• MATERIAL FOR THIS EXERCISE:
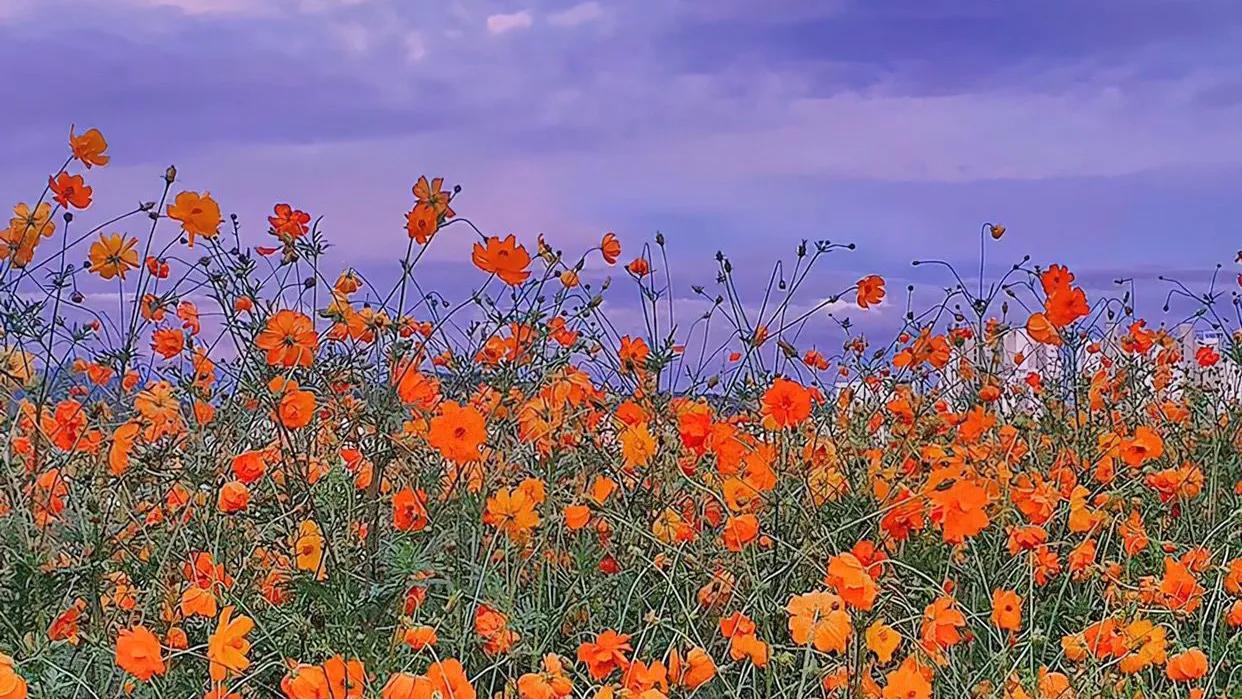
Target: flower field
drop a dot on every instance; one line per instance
(236, 472)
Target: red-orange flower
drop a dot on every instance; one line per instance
(786, 402)
(70, 190)
(605, 654)
(504, 258)
(88, 148)
(288, 339)
(138, 653)
(610, 247)
(871, 291)
(199, 215)
(287, 222)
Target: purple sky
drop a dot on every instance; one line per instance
(1106, 135)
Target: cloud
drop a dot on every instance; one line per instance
(504, 24)
(213, 6)
(415, 47)
(576, 15)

• TASK DIRECTIONS:
Rewrite every line of the records above, requests included, and add 64 to each number in the point coordinates of the answers. Leave the pictures out.

• RESULT FOR THIS EXERCISE:
Target: flower field
drop a dot on every instance; one line per instance
(300, 536)
Target: red-orange flower
drop a dot on every instance; one line per instance
(850, 466)
(134, 254)
(669, 718)
(568, 322)
(152, 212)
(352, 403)
(202, 717)
(674, 311)
(935, 355)
(263, 279)
(351, 286)
Target: purple sky
drop a dot on every instance; one line per instance
(1170, 199)
Target: cloud
drop a dot on every instance; one line per instance
(568, 88)
(277, 70)
(479, 111)
(640, 79)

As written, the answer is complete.